Work item – Because the pictures are not wanted, reproduce the rest of the records below exactly as they stand.

*** Opening The records ***

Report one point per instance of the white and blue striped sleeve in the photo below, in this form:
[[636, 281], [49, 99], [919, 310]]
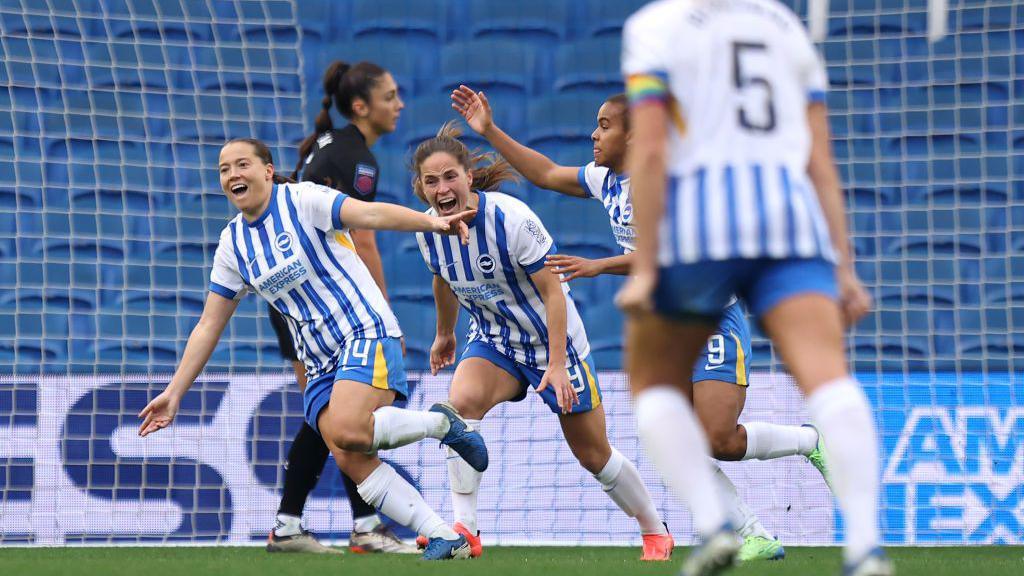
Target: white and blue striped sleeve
[[592, 179], [225, 279], [530, 242], [320, 205]]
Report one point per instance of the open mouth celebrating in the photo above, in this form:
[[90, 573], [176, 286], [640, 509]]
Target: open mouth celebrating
[[448, 205]]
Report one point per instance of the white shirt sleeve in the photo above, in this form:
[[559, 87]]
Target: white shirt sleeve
[[814, 76], [529, 241], [592, 179], [225, 278], [318, 205], [644, 43]]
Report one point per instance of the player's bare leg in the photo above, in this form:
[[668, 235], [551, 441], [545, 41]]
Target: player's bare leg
[[659, 359], [719, 405], [288, 535], [358, 419], [807, 331], [587, 436], [477, 386]]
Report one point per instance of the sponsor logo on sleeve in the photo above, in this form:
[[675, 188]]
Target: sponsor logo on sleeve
[[366, 176]]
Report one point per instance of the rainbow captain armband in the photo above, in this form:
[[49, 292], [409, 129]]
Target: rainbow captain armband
[[647, 87]]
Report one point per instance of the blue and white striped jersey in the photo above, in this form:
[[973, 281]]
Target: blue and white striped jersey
[[491, 278], [737, 76], [613, 191], [299, 256]]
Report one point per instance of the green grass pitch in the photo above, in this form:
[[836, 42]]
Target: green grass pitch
[[991, 561]]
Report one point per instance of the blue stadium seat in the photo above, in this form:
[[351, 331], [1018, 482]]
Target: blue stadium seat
[[589, 65], [605, 19], [525, 21], [325, 21], [562, 119], [398, 21], [497, 67]]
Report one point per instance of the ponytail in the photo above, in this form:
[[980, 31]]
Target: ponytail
[[342, 85], [488, 169]]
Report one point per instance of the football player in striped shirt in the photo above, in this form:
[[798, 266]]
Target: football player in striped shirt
[[525, 330], [734, 183], [290, 244], [722, 374]]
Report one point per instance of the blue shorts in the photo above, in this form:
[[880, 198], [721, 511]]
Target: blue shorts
[[377, 363], [582, 374], [727, 356], [700, 291]]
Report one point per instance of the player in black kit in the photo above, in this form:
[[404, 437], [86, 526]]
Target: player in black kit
[[368, 96]]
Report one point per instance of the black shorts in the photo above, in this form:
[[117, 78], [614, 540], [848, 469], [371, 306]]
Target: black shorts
[[284, 334]]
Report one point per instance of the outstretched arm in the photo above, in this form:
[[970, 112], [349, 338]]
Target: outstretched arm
[[647, 164], [578, 266], [538, 168], [381, 215], [160, 412]]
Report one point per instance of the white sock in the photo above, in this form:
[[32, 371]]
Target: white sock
[[288, 525], [678, 447], [766, 442], [389, 493], [622, 483], [366, 524], [465, 485], [841, 411], [740, 515], [397, 426]]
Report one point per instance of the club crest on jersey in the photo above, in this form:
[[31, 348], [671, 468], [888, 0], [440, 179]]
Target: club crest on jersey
[[366, 175], [485, 263], [284, 242]]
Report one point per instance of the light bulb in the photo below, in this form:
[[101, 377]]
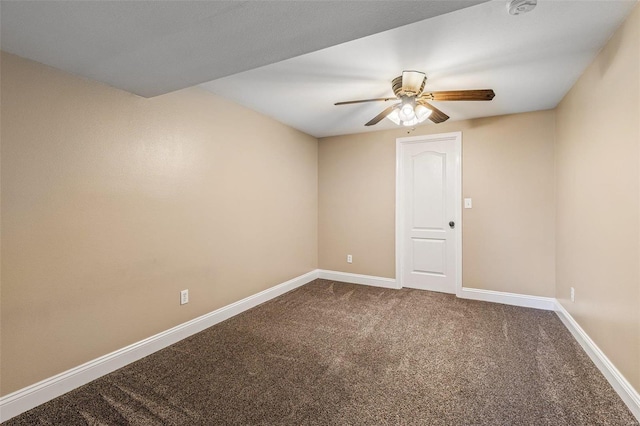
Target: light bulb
[[422, 113], [406, 112]]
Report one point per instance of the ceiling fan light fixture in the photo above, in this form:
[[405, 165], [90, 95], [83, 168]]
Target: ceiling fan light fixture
[[422, 113], [407, 112], [393, 116]]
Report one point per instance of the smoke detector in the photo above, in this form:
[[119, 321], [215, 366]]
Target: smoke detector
[[519, 7]]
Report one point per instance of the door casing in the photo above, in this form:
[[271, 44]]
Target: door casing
[[455, 139]]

*** Closing The records ***

Worked solution –
Report one point per instance of the white and blue striped sleeve in the photo below, in this form:
[[636, 281], [49, 99], [919, 310]]
Target: white and blue striped sleeve
[[592, 179], [225, 279], [530, 242], [320, 205]]
Report one point per instance of the open mouth celebrating in the photo above, in this form:
[[90, 573], [176, 286], [640, 509]]
Target: open mouth celebrating
[[448, 205]]
Report one point per instance of the white shirt sleeve in the photo above, in this form:
[[559, 87]]
Target: white shirt sleeve
[[814, 76], [529, 241], [592, 179], [225, 278], [318, 205], [644, 43]]
Report one point per instance of the player's bare leg in the photo above, in this form:
[[668, 235], [551, 441], [545, 41]]
Target: player's bare leg
[[659, 359], [719, 405], [288, 535], [358, 419], [807, 331], [587, 436], [477, 386]]
Report one point per instance of the sponsor logo on sleeve in the photo above, in this form:
[[675, 188]]
Target: sponsor logo on sleeve
[[366, 176]]
Report one point per instance of the rainbow captain armband in the photo above, in this form:
[[49, 292], [409, 129]]
Target: rainbow captain armband
[[647, 87]]
Report one point per instance of the blue and white striped jersey in the photo above, in this form:
[[973, 281]]
Target: blue and white striped jersey
[[491, 278], [737, 76], [613, 191], [299, 256]]
Report one point per instance of the green grass pitch in the photo above, in this form:
[[836, 42]]
Target: green grass pitch
[[991, 561]]
Report one point per instance of the blue stadium seat in the photo above, in this form:
[[351, 331], [1018, 482]]
Target: blue stadium seat
[[589, 65], [605, 19], [525, 21], [325, 21], [562, 119], [398, 21], [497, 67]]
Report one point per instance of the ponytail in the photo above, in this form:
[[980, 31]]
Target: ponytail
[[342, 85], [488, 169]]
Report one point per instance of the football player in striped shirt in the photo above, in this form:
[[798, 266]]
Target: football player in striped shirt
[[525, 330], [734, 183], [290, 244], [722, 374]]
Report one point per instance of the blue shorts in the photo above, in this form:
[[880, 198], [721, 511]]
Target: blue shorts
[[377, 363], [582, 374], [727, 356], [700, 291]]
Report one point per instance of the player in black kit in the photo above, in this form:
[[404, 437], [86, 526]]
Target: player in black kit
[[368, 96]]
Report one point per instance of the black shorts in the photo above, in this form:
[[117, 78], [614, 540], [848, 469], [371, 306]]
Target: black shorts
[[284, 334]]
Report one point per instance of the outstretched arm in the photo above, in this form:
[[970, 112], [349, 338]]
Target: outstretched arm
[[647, 164], [578, 266], [538, 168], [381, 215], [160, 412]]
Report one point per instance of the white sock in the photo above, in this form:
[[32, 371]]
Target: white sock
[[288, 525], [678, 447], [766, 442], [389, 493], [622, 483], [366, 524], [465, 485], [841, 411], [740, 515], [397, 426]]
Report one point per instance of the club crest on jersey in the photo above, in this form:
[[31, 348], [671, 468], [888, 0], [440, 179]]
Target: club crest on jersey
[[366, 175], [485, 263], [284, 242]]
Report one point per instance of the light bulb in the photo below, in this form:
[[101, 377]]
Target: light bulb
[[422, 113], [406, 112]]
Report one point per instance of the ceiling fan light fixture in the photo above, in this form:
[[405, 165], [90, 95], [83, 168]]
Target: ceiling fan light fixture
[[422, 113], [407, 112], [393, 116]]
Report one point per instance of the smoke detector in the photo above, in this form:
[[119, 321], [215, 366]]
Target: smoke detector
[[519, 7]]
Report one point per instance of the door casing in the photo above, in this form:
[[271, 44]]
Target: door casing
[[455, 139]]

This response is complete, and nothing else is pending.